I was surprised to get an update from Vivex in October — only four months after the birth.
Tracking the donation
I was aware of the challenges of tracking the donation. As with any medical donation like blood, organs, eyes or tissue, recipient and donor identities are de-identified and anonymous. However, in some cases, if both parties sign a waiver of their HIPAA rights, they may reveal their identities to each other and meet — like a medical Secret Santa.
The recipient of two 10cm x 10cm grafts
In the spring of 2016, five-year-old Juan Jr. was in tears. He told his dad, “My knee hurts. I can’t take it.”
“I remember receiving that phone call from the doctors, telling me, ‘Your son is suffering from osteosarcoma,’ which is basically bone cancer,” said Juan Sr.
In mid-October 2016, Juan Jr. had surgery in Miami. The orthopedic surgeon was Dr. Thomas Temple, and he applied pieces of Jocelyn’s amniotic membrane before closing the surgical site to support healing. Approximately four months after the placenta left my body, it went into someone else.
As with many patients who have osteosarcoma, Juan Jr. has a long road ahead of him. He is recovering well at his home in the Dominican Republic. As a parent, I am glad that this donation might help in some small way.
The recipient of the umbilical cord
Jocelyn’s umbilical cord is being studied by Dr. Terri Harford, a post doc researcher in the Pediatric Research Center at the Cleveland Clinic Children’s Hospital. According to Dr. Harford, this is the first clinical study looking in-depth for evidence of RSV passing from mom to baby during pregnancy. Dr. Harford is looking for RSV antibodies in cord blood and placenta.

● Excerpted data

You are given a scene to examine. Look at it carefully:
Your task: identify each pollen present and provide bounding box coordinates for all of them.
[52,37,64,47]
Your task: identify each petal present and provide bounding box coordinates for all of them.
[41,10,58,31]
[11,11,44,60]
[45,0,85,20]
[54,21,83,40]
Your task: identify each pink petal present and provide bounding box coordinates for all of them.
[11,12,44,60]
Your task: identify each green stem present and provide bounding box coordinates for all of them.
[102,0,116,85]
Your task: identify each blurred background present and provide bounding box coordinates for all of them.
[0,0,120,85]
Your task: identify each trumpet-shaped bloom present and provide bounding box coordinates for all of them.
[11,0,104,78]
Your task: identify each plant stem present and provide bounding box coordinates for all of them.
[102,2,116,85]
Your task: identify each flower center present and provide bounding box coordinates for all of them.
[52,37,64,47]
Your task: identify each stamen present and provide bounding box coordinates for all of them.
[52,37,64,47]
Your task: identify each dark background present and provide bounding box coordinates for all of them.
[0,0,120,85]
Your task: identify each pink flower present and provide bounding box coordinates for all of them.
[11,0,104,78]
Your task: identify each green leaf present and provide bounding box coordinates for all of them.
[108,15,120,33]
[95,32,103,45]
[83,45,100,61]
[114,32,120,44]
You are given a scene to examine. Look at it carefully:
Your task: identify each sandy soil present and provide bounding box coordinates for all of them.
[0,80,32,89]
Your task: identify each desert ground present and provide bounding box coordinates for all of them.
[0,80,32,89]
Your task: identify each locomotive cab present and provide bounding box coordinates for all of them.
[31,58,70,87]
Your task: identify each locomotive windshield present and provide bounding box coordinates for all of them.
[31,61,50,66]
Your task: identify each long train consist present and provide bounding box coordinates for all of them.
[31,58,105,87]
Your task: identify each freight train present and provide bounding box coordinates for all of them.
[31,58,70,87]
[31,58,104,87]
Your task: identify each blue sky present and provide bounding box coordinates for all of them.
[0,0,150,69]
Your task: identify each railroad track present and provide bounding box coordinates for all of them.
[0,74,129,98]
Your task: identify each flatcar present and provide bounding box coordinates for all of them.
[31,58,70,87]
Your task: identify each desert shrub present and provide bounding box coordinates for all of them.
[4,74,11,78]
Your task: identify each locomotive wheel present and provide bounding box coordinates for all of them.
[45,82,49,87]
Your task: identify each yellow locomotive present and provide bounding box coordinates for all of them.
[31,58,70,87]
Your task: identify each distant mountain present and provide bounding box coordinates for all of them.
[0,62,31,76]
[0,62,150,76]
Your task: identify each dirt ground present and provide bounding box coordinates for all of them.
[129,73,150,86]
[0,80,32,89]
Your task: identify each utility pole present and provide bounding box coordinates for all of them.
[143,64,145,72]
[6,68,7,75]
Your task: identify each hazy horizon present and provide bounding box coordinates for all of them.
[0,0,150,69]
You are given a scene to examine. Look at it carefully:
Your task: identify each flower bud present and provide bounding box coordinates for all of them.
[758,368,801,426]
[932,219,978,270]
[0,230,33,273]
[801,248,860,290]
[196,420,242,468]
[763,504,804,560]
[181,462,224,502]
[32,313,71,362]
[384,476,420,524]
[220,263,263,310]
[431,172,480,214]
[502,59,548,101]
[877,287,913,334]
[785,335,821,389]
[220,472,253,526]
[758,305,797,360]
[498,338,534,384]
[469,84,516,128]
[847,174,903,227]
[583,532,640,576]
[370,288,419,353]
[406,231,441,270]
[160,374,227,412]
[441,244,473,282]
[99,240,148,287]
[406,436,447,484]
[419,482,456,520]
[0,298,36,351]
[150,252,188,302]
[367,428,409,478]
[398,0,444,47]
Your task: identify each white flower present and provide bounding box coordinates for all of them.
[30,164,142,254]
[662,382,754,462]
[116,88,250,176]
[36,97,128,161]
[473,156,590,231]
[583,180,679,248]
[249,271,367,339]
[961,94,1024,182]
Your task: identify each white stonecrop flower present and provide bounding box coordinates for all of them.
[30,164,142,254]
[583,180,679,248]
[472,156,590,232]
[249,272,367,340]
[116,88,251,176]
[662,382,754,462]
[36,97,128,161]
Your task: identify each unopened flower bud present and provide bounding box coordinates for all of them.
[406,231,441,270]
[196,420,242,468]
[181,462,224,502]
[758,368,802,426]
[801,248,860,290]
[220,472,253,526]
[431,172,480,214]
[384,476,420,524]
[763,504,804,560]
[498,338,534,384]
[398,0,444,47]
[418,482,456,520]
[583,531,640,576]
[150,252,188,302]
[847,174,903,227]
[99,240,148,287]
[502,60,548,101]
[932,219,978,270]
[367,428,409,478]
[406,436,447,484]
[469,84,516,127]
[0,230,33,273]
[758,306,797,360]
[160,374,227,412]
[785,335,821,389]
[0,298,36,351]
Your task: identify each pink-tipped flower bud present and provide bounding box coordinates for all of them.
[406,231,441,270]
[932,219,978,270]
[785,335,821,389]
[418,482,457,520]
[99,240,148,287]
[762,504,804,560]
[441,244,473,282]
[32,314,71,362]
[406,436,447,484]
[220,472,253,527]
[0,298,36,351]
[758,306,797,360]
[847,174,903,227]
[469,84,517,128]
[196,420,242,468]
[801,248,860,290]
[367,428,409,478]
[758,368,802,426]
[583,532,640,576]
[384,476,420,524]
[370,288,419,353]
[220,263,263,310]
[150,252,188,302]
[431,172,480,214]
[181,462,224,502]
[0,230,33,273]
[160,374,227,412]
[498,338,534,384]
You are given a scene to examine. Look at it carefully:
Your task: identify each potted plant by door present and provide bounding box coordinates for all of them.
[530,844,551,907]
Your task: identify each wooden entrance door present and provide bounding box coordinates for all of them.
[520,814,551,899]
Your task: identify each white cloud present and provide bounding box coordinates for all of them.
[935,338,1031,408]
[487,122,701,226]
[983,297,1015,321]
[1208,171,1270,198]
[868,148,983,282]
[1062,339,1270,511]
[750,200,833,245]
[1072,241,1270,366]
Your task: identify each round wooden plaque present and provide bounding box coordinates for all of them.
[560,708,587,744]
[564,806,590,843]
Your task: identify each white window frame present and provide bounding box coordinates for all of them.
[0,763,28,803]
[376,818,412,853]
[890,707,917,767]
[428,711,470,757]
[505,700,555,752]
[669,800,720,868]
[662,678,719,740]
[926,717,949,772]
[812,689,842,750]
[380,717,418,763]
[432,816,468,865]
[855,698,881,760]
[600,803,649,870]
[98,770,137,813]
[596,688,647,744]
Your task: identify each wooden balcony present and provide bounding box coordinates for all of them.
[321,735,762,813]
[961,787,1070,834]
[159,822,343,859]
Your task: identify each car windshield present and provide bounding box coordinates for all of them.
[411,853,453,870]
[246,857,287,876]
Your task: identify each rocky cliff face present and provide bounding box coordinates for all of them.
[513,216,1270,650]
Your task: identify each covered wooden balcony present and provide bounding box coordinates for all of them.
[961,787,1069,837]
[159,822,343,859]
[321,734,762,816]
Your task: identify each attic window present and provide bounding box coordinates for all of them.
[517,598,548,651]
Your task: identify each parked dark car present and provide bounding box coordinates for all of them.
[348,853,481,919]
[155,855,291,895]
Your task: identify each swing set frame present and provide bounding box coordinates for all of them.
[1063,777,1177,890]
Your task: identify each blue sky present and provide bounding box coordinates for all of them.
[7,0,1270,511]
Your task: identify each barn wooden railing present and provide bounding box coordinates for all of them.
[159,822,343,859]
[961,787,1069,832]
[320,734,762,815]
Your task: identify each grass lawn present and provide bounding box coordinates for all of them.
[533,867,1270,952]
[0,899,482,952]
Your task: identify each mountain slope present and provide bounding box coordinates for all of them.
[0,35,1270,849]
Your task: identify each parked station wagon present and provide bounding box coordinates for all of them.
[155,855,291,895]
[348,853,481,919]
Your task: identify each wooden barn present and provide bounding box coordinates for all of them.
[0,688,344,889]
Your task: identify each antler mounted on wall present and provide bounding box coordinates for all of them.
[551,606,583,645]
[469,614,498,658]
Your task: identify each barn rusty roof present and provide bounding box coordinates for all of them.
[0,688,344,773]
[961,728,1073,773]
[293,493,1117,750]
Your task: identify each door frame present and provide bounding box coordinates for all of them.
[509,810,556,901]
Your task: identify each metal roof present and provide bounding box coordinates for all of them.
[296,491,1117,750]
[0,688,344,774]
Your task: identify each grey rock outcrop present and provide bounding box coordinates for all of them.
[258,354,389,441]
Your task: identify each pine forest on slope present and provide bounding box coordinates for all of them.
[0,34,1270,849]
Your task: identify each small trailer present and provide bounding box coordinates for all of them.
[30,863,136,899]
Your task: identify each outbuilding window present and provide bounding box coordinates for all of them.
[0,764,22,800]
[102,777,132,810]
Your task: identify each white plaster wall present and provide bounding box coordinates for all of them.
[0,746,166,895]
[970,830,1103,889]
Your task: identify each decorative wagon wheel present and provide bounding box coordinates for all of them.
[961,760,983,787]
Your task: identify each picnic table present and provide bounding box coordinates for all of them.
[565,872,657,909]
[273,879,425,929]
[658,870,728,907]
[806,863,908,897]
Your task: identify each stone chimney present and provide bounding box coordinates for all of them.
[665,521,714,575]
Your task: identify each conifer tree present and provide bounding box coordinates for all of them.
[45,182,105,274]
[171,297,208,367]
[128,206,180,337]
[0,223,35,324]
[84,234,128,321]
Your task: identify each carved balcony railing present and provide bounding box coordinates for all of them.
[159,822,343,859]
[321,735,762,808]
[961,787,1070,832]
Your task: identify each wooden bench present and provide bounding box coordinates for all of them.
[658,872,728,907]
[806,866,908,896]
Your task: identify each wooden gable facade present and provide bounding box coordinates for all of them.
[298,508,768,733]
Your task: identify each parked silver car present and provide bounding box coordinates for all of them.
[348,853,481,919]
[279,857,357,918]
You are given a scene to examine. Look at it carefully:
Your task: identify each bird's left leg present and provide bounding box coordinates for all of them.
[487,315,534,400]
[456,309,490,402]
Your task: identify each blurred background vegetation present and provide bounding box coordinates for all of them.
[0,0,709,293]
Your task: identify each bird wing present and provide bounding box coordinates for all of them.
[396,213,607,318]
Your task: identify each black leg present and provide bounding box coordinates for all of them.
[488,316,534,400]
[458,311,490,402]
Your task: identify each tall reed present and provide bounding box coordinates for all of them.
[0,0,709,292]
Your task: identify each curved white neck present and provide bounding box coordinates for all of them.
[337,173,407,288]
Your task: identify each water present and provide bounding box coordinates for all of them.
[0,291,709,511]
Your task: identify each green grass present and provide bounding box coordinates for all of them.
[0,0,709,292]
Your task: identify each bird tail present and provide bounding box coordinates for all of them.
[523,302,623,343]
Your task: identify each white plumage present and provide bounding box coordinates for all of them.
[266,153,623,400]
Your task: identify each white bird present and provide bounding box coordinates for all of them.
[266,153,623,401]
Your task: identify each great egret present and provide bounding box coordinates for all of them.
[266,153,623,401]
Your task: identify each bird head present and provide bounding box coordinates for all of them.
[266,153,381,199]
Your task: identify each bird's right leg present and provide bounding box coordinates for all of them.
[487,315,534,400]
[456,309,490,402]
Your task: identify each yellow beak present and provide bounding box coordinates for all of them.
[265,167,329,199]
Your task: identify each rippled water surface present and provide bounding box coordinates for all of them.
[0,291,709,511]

● What you will do
Could you continue the account of the donated placenta and umbilical cord, starting right after its last sentence?

● Response
She sent me a nice message through my contact at IIAM:
“Again, thank the mom for us as this tissue (as every donation) is precious to us. We realize the selfless sacrifices the donors are choosing to make in an effort to support our research. We hope to make important discoveries to help improve the treatment of these babies that end up in the ICU with RSV infections.”
As a parent, I am glad that this relatively easy donation may help lead to better treatments.
The two remaining grafts
For those of you keeping track, two grafts were transplanted into the leg of a little boy who lives in the Dominican Republic, and the umbilical cord is with Dr. Harford in Cleveland. Vivex confirmed that, at the time of publication of this article, there are still two amniotic membrane grafts that await transplantation.
Why do this?
In 2010, I lost half the blood in my body in childbirth. I received the life-saving gift of donated blood from 11 strangers. These people, and the professionals who support the field, gave me an appreciation for the anonymous medical donations that happen all around us, every day. Donating placenta and umbilical cord is just one small way that I was able to contribute to the health of others in the way that others have done for me.
The birth of our daughter was one of the best things that has ever happened to my family, and being able to donate was a bonus. The process engaged and informed our family. As Jocelyn grows older, I look forward to sharing the story of her donation as we discuss concepts like science, community and medical advancements. From the day she was born, she was already contributing. Tracking these donations was fascinating, and gave us confidence that the decision we made to donate was the right one, and the effort to donate really did make a difference.
For anyone inclined, I recommend donating birth tissue. It was relatively easy for me and very valuable and helpful to the recipients. It’s a donation opportunity that is available all year round and a resolution definitely worth keeping.
If you would like to donate
If you are interested in learning more about options for donating birth tissue in your area, a good place to begin is the AATB’s Accredited Bank Search. You can also call your local Organ Procurement Organization and ask for recommendations.